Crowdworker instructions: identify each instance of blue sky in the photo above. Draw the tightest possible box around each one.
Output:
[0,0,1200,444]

* * *

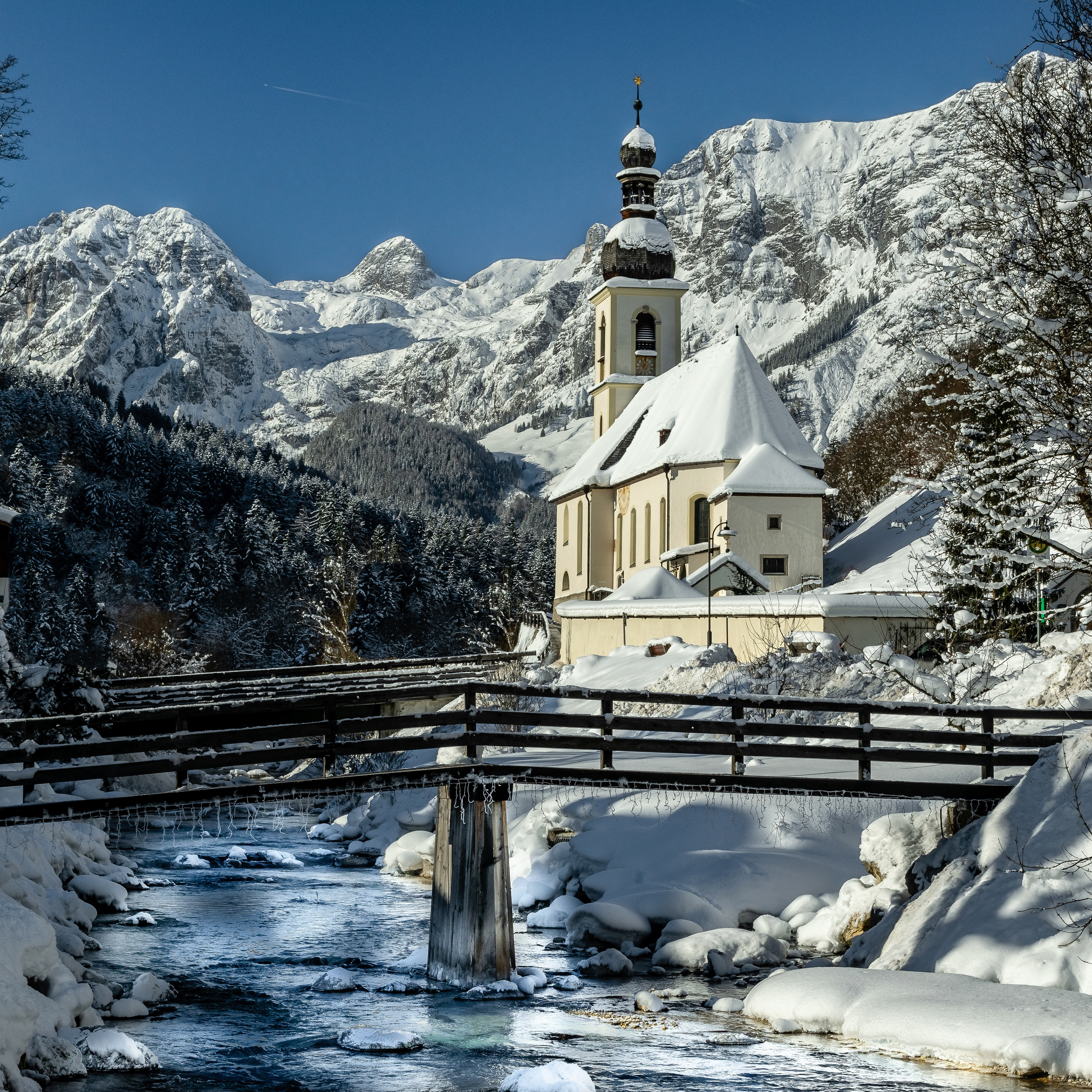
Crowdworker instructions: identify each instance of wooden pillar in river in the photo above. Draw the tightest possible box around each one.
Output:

> _Problem statement_
Arrange the records as a two-column CSV with the headers instruction and output, one row per record, each value in a single quoted field with line breaks replaced by spaces. Begin at the line that contains "Crowdworker instructions: identify each instance of blue" and stop after the line that contains "[0,0,1200,444]".

> _Solution to this exercise_
instruction,output
"Crowdworker instructions: identify each instance of blue sky in the photo above. Draw the tightest possible box around each one. Output:","[0,0,1200,444]"